> _Item da tarefa_
No texto sobre erotismo e prostituição abaixo, liste tudo o que os lugares onde a prostituição era permitida passaram a representar no imaginário coletivo.

> _Bloco de texto_
########
Enquanto a mulher teria de ser destituída de seu erotismo, o homem era perfeitamente reconhecida sua potencialidade desejante ao lado de sua efetividade reprodutiva. Deslocando-se livremente entre os espaços público e privado, isto é, entre os espaços social e familiar, ao homem era permitido o duplo exercício erótico e reprodutivo. Assim, o sacrossanto espaço para a reprodução da espécie era a família, e o espaço social era o lugar efetivo para a existência do erotismo.


Assim, a grande expansão da antiga prática da prostituição, que ocorreu ao longo do século XIX, seria a contrapartida social para que pudesse definir o exercício do erotismo masculino. Nesse espaço, os homens poderiam satisfazer suas demandas eróticas, impossibilitadas parcialmente no campo da família. Contudo, a prostituição foi muito bem regulada pelo Estado, por instrumentos da nascente medicina social, para que não colocasse em risco a demanda de reprodução na família. Desta forma, a prostituição teve territórios muito bem circunscritos do espaço urbano – apenas em certos quarteirões e bairros da cidade a prostituição era permitida. Por isso mesmo, tais lugares passaram a ser amaldiçoados e proibidos no imaginário coletivo, representando sempre a desordem, a presença do mal e a ameaça de morte


Assim, a prostituição era objeto de vigilância exercida pelo Estado, por intermédio da polícia médica e da higiene social. O desejo e a reprodução eram bem regulados entre os espaços público e privado, ou seja, entre o espaço social ampliado e a família. Consequentemente, o erotismo poderia ser usufruído pelos homens no circuito semi clandestino da prostituição, enquanto o amor, em contrapartida, se identificava com a ordem da família, sempre voltada para a reprodução.
########
> _Dados fornecidos_

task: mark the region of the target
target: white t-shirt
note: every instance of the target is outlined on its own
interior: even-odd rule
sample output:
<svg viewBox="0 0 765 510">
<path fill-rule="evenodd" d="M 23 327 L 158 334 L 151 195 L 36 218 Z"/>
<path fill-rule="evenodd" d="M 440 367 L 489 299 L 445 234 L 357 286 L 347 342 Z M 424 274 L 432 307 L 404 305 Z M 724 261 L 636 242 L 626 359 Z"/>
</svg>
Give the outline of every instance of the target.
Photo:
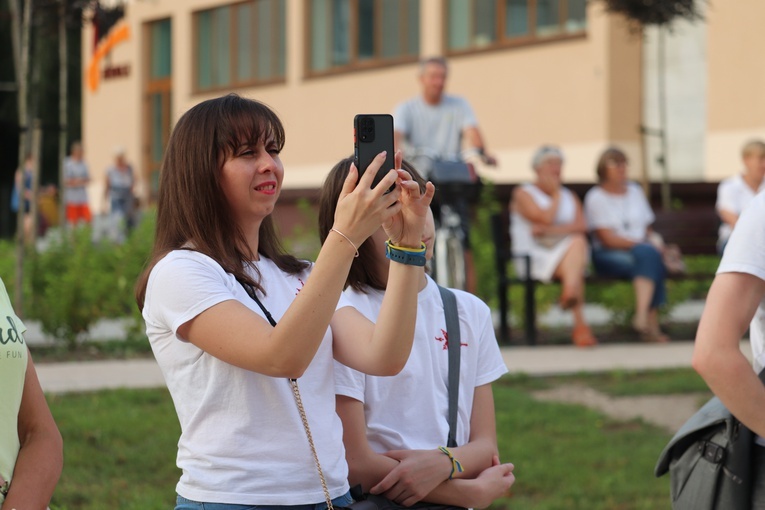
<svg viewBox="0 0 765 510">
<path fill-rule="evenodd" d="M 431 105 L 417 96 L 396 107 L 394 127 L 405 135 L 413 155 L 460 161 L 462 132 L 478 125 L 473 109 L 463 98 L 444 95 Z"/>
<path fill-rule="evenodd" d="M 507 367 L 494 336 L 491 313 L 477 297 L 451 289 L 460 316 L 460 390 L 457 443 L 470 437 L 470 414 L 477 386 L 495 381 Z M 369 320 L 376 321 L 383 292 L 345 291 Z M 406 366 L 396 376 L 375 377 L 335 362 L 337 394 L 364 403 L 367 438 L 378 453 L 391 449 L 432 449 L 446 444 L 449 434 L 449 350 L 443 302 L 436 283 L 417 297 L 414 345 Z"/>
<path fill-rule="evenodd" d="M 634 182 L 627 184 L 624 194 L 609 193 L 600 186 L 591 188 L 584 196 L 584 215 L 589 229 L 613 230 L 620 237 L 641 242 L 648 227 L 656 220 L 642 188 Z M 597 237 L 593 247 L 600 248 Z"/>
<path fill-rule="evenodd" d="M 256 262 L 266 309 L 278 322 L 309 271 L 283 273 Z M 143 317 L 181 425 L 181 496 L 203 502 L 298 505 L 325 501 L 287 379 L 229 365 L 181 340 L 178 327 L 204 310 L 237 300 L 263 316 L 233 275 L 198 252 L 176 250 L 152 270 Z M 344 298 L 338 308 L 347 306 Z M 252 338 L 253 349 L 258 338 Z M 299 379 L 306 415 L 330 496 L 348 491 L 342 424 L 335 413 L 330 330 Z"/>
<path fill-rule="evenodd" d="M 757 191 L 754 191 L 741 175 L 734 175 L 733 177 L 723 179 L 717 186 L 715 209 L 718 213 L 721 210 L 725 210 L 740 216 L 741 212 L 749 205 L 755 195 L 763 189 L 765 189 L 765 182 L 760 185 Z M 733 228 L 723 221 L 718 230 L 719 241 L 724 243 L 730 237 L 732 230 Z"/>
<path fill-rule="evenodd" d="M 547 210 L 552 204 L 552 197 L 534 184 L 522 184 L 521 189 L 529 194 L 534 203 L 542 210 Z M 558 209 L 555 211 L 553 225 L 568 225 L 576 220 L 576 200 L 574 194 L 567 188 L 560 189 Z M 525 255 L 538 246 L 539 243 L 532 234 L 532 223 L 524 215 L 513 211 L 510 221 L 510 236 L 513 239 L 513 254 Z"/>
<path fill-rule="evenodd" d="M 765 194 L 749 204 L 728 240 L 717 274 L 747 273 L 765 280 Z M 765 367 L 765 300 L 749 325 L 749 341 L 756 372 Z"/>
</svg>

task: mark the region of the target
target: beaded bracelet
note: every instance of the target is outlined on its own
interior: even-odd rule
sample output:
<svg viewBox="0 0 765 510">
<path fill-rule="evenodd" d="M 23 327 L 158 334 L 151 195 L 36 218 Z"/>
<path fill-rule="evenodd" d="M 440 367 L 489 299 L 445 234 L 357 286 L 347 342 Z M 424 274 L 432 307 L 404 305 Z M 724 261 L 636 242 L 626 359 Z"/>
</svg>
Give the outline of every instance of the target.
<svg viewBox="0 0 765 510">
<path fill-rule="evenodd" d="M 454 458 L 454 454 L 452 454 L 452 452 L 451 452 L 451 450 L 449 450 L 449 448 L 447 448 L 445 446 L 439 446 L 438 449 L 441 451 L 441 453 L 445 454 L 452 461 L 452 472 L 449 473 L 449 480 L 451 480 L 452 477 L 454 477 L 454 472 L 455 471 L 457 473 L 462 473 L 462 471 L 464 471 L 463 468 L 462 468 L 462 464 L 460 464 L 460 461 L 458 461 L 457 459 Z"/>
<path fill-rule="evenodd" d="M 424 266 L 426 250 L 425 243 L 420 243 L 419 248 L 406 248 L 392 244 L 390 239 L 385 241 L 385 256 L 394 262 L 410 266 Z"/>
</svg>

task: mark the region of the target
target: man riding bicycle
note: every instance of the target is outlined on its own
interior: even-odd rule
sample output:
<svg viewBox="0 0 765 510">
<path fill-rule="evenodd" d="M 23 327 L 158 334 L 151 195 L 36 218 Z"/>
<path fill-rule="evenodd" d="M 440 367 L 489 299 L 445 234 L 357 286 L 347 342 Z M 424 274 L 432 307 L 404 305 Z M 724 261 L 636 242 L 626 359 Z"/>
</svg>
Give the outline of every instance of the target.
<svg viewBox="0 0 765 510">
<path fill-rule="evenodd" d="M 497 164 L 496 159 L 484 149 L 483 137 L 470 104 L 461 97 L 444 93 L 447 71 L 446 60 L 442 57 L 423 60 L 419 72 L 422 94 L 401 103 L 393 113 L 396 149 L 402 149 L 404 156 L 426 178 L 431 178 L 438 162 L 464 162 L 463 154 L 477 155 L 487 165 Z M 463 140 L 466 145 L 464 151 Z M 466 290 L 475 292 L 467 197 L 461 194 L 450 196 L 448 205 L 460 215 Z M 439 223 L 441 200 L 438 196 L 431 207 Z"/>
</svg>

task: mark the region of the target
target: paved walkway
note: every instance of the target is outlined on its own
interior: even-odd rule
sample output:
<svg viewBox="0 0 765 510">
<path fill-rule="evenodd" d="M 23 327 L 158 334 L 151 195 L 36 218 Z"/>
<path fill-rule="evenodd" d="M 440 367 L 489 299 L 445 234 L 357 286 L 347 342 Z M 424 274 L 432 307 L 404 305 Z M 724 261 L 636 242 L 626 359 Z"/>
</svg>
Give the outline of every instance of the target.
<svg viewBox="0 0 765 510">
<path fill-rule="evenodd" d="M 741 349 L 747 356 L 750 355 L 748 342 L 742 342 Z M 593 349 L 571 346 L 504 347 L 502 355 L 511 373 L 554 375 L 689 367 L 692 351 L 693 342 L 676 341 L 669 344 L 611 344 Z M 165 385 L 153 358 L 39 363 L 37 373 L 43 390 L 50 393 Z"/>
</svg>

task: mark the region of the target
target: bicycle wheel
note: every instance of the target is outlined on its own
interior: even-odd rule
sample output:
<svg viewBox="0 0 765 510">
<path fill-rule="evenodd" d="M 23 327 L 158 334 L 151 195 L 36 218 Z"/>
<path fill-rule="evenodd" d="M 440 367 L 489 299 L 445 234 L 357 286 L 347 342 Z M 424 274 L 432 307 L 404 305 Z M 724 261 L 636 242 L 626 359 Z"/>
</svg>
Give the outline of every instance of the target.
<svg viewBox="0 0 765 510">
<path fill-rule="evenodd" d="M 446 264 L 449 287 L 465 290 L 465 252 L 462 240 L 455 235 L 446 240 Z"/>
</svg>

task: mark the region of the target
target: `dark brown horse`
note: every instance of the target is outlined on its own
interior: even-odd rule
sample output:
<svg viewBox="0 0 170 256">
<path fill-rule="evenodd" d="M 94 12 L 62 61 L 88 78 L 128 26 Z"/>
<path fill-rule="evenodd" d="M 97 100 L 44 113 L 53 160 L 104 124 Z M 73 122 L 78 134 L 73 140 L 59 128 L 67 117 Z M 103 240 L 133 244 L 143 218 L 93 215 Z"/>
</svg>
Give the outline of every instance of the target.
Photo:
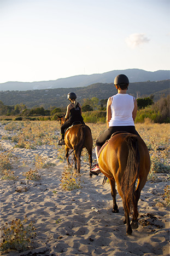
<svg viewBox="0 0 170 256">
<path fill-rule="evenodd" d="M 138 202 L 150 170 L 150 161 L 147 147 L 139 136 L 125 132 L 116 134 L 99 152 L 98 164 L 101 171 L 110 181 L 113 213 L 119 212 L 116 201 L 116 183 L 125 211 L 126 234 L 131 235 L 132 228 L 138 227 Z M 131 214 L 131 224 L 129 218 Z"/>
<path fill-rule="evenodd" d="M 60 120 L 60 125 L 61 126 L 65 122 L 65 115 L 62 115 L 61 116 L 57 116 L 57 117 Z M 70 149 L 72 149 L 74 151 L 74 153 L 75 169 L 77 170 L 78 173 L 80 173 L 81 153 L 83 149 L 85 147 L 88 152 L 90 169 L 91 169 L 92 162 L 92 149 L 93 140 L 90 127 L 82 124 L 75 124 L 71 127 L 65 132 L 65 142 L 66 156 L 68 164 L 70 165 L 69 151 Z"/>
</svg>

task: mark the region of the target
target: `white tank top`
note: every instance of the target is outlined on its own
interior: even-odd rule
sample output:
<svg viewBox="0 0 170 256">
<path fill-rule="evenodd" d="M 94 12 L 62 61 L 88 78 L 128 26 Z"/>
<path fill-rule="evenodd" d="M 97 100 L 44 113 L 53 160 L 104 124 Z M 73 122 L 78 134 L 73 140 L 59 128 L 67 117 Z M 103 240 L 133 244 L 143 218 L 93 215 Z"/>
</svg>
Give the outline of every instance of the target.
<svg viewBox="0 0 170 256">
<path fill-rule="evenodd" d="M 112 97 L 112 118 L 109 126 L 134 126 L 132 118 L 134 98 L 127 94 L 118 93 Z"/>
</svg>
########
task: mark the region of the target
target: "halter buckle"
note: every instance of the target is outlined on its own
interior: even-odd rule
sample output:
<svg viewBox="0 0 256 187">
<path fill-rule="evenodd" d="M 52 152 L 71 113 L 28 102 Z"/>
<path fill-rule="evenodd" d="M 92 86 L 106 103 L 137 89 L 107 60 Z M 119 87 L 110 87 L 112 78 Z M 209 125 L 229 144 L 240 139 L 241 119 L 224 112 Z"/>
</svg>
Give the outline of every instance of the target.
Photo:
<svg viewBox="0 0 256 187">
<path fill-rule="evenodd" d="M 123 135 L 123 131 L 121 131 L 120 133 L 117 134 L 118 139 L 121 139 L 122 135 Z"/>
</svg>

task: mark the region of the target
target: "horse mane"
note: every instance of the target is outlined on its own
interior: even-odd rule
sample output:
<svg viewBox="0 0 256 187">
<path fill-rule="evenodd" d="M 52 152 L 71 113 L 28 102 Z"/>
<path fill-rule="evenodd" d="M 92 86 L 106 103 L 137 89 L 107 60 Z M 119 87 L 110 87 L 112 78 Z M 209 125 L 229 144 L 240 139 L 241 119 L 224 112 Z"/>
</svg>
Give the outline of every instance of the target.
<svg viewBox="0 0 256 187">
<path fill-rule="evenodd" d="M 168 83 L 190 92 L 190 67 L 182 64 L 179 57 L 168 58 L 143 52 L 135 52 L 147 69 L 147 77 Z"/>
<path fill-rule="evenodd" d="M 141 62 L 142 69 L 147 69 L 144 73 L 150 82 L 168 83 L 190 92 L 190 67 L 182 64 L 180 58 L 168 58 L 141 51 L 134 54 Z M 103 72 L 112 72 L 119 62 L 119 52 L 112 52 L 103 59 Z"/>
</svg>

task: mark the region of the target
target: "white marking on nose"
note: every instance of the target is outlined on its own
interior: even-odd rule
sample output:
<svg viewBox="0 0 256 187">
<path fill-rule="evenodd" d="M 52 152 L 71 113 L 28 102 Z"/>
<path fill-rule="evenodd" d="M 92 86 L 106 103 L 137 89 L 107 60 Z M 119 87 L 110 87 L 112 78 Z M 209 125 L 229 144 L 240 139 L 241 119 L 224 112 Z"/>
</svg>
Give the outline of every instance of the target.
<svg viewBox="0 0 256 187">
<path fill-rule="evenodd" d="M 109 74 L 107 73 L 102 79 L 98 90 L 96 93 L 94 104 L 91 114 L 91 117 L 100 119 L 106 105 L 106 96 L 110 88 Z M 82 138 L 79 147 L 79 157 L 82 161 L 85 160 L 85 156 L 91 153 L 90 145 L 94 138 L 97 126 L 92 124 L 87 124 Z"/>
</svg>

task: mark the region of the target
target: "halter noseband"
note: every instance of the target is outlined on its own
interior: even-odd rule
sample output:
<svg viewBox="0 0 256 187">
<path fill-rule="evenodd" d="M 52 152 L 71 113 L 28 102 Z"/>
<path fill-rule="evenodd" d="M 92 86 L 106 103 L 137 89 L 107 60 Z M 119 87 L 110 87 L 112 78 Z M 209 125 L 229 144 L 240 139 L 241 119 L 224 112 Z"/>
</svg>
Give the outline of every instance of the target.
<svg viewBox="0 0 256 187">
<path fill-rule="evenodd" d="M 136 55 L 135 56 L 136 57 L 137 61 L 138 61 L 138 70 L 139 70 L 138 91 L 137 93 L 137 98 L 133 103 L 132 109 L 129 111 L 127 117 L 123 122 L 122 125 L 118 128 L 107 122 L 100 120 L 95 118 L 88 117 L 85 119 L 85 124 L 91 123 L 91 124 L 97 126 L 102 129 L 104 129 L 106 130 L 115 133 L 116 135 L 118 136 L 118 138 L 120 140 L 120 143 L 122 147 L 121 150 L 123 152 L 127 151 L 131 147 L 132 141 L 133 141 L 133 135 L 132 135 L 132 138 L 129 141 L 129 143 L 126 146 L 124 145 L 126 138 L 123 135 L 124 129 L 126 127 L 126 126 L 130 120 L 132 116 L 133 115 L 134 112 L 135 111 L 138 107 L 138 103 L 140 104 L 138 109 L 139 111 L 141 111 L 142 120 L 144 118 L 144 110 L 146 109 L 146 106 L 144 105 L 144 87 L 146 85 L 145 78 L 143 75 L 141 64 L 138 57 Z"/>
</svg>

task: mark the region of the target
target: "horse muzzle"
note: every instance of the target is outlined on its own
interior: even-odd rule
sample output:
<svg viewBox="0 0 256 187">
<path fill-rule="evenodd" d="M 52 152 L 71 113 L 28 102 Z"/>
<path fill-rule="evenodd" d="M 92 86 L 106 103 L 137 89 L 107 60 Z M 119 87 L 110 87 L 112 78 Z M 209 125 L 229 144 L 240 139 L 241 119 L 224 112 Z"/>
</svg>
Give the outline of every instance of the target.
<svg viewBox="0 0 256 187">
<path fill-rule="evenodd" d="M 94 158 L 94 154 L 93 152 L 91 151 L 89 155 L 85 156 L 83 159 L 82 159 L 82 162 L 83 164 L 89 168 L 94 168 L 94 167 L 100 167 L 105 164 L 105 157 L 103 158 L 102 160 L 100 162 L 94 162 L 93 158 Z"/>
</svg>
########
> _Solução da tarefa_
- a desordem
- a presença do mal
- a ameaça de morte